**Provided entries**

****************

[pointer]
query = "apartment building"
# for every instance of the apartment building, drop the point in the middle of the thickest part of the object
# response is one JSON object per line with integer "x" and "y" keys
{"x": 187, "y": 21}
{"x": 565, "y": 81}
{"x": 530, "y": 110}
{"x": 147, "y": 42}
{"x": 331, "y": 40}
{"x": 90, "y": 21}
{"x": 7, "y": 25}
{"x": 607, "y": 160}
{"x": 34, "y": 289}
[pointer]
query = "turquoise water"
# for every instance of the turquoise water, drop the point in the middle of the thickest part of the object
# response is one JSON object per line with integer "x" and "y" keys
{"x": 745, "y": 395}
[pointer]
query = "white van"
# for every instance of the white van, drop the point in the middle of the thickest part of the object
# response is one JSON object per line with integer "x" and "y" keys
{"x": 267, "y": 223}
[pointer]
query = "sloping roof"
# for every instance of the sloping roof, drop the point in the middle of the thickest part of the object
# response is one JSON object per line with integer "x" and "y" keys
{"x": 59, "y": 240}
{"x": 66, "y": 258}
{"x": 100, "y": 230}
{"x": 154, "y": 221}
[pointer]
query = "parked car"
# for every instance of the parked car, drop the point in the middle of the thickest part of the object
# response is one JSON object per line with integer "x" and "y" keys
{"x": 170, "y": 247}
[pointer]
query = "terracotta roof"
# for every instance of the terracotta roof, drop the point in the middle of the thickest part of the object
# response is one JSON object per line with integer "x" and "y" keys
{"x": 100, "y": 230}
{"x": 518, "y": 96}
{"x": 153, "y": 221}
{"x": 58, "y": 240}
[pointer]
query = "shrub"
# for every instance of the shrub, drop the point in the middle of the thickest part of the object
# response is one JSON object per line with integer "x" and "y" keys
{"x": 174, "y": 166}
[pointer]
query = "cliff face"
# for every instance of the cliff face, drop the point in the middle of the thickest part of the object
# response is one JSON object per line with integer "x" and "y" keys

****************

Without any change, write the listing out again.

[pointer]
query = "apartment building"
# for every instance of the apartment building, drop the point in the middle of the thickest part of the object
# response is one JSON object per line with integer "x" and "y" keys
{"x": 187, "y": 21}
{"x": 565, "y": 81}
{"x": 530, "y": 110}
{"x": 147, "y": 42}
{"x": 331, "y": 40}
{"x": 90, "y": 21}
{"x": 7, "y": 25}
{"x": 607, "y": 160}
{"x": 34, "y": 289}
[pointer]
query = "turquoise water"
# for every instance of the turquoise water, drop the point in the middle of the thickest part of the object
# response is one JSON object per line with integer "x" and "y" keys
{"x": 745, "y": 395}
[pointer]
query = "white van"
# for every instance of the white van, drop the point in the middle of the thickest part of the object
# response is one JSON object per line with integer "x" and "y" keys
{"x": 267, "y": 223}
[pointer]
query = "sloping roof"
# for every instance of the sloping roof, drop the point in the middle of the thickest part of the object
# response is one JSON object per line with integer "x" and "y" keys
{"x": 59, "y": 240}
{"x": 66, "y": 258}
{"x": 100, "y": 230}
{"x": 154, "y": 221}
[pointer]
query = "parked car"
# for every instance of the parked car, drop the point in the middle of the thickest part of the object
# response is one JSON object per line with integer "x" and "y" keys
{"x": 170, "y": 247}
[pointer]
query = "terracotta roof"
# for every instance of the terracotta roof, drop the point in the middle of the thickest part of the object
# response is one JSON object per line with integer "x" and "y" keys
{"x": 100, "y": 230}
{"x": 518, "y": 96}
{"x": 153, "y": 221}
{"x": 58, "y": 240}
[pointer]
query = "shrub"
# for every instance of the shrub, drop the point in the middle of the thickest part of the object
# response is one JSON object per line with integer "x" and "y" keys
{"x": 174, "y": 166}
[pointer]
query = "cliff face"
# for every instance of the cliff face, drop the point in the middle of the thickest part of the object
# response is one JSON object per line with integer "x" and "y" keys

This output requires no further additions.